Some data
-- START --
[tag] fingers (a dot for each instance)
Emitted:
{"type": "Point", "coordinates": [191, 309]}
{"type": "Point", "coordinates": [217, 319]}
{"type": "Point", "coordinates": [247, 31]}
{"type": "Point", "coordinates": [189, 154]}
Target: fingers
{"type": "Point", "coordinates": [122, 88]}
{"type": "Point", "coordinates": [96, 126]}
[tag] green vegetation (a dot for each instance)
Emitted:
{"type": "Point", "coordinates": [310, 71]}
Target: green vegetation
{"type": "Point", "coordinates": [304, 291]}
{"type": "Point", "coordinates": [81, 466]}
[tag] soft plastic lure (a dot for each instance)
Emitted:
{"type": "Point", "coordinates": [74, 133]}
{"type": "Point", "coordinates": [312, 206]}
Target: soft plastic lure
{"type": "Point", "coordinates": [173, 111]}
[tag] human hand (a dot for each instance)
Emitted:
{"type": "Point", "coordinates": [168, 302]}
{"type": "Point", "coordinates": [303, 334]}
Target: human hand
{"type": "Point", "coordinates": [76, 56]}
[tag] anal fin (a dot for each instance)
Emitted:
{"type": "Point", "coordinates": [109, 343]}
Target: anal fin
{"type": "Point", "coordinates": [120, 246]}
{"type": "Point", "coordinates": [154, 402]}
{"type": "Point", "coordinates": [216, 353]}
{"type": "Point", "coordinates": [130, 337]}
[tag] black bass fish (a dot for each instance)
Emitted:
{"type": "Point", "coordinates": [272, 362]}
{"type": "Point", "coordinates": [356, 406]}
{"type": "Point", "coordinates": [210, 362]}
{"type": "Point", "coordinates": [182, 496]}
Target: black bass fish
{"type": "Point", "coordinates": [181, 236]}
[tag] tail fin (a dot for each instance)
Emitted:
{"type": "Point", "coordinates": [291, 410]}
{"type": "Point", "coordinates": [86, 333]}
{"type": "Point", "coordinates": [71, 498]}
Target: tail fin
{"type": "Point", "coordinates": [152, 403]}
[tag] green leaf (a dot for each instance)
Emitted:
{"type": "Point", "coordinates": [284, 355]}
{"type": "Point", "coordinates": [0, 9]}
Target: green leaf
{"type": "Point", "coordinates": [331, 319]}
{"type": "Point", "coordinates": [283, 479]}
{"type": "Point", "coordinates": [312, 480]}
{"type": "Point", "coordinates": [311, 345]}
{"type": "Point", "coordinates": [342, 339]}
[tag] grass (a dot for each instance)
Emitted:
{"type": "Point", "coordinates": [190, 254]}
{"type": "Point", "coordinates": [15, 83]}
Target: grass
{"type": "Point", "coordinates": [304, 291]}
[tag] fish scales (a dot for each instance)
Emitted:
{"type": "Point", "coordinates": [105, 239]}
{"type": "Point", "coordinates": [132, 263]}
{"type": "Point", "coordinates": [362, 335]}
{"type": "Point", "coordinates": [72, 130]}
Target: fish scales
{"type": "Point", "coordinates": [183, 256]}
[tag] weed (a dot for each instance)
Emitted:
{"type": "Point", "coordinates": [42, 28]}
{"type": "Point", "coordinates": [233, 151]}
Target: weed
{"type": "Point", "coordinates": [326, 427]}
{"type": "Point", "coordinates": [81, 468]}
-- END --
Rewrite all of the data above as a numbered list, leaving out any blank lines.

1. [tag] fingers (a dot for each instance)
2. Emitted:
3. {"type": "Point", "coordinates": [191, 309]}
4. {"type": "Point", "coordinates": [217, 319]}
5. {"type": "Point", "coordinates": [247, 31]}
6. {"type": "Point", "coordinates": [189, 154]}
7. Target: fingers
8. {"type": "Point", "coordinates": [122, 88]}
9. {"type": "Point", "coordinates": [96, 126]}
10. [tag] green vegetation (a dot for each instance)
11. Emitted:
12. {"type": "Point", "coordinates": [310, 71]}
13. Target: green vegetation
14. {"type": "Point", "coordinates": [304, 291]}
15. {"type": "Point", "coordinates": [81, 466]}
16. [tag] soft plastic lure (a dot for each instance)
17. Emitted:
18. {"type": "Point", "coordinates": [74, 133]}
19. {"type": "Point", "coordinates": [312, 206]}
20. Target: soft plastic lure
21. {"type": "Point", "coordinates": [173, 111]}
22. [tag] human hand (a dot for each instance)
23. Emitted:
24. {"type": "Point", "coordinates": [168, 302]}
25. {"type": "Point", "coordinates": [303, 334]}
26. Target: human hand
27. {"type": "Point", "coordinates": [76, 56]}
28. [tag] anal fin (a dot for each instance)
29. Emitted:
30. {"type": "Point", "coordinates": [109, 343]}
31. Target: anal fin
32. {"type": "Point", "coordinates": [120, 246]}
33. {"type": "Point", "coordinates": [154, 402]}
34. {"type": "Point", "coordinates": [216, 353]}
35. {"type": "Point", "coordinates": [130, 337]}
36. [tag] black bass fish (a dot for each instance)
37. Emitted:
38. {"type": "Point", "coordinates": [272, 362]}
39. {"type": "Point", "coordinates": [356, 406]}
40. {"type": "Point", "coordinates": [210, 362]}
41. {"type": "Point", "coordinates": [182, 496]}
42. Target: black bass fish
43. {"type": "Point", "coordinates": [181, 236]}
44. [tag] tail fin (a dot for each instance)
45. Emitted:
46. {"type": "Point", "coordinates": [291, 410]}
47. {"type": "Point", "coordinates": [86, 333]}
48. {"type": "Point", "coordinates": [71, 498]}
49. Target: tail fin
50. {"type": "Point", "coordinates": [152, 403]}
51. [tag] green leaf (a dot for each instance)
52. Emitted:
53. {"type": "Point", "coordinates": [284, 355]}
54. {"type": "Point", "coordinates": [0, 9]}
55. Target: green leaf
56. {"type": "Point", "coordinates": [331, 319]}
57. {"type": "Point", "coordinates": [283, 479]}
58. {"type": "Point", "coordinates": [312, 480]}
59. {"type": "Point", "coordinates": [311, 345]}
60. {"type": "Point", "coordinates": [342, 339]}
61. [tag] grass (a dot for each instance)
62. Emitted:
63. {"type": "Point", "coordinates": [190, 254]}
64. {"type": "Point", "coordinates": [15, 83]}
65. Target: grass
66. {"type": "Point", "coordinates": [304, 291]}
67. [tag] fish scales (a dot for each instance)
68. Emitted:
69. {"type": "Point", "coordinates": [105, 239]}
70. {"type": "Point", "coordinates": [132, 263]}
71. {"type": "Point", "coordinates": [362, 335]}
72. {"type": "Point", "coordinates": [72, 130]}
73. Target: fish scales
74. {"type": "Point", "coordinates": [183, 256]}
75. [tag] weed (a dot for each instance)
76. Emitted:
77. {"type": "Point", "coordinates": [42, 28]}
78. {"type": "Point", "coordinates": [233, 151]}
79. Target: weed
80. {"type": "Point", "coordinates": [326, 427]}
81. {"type": "Point", "coordinates": [81, 468]}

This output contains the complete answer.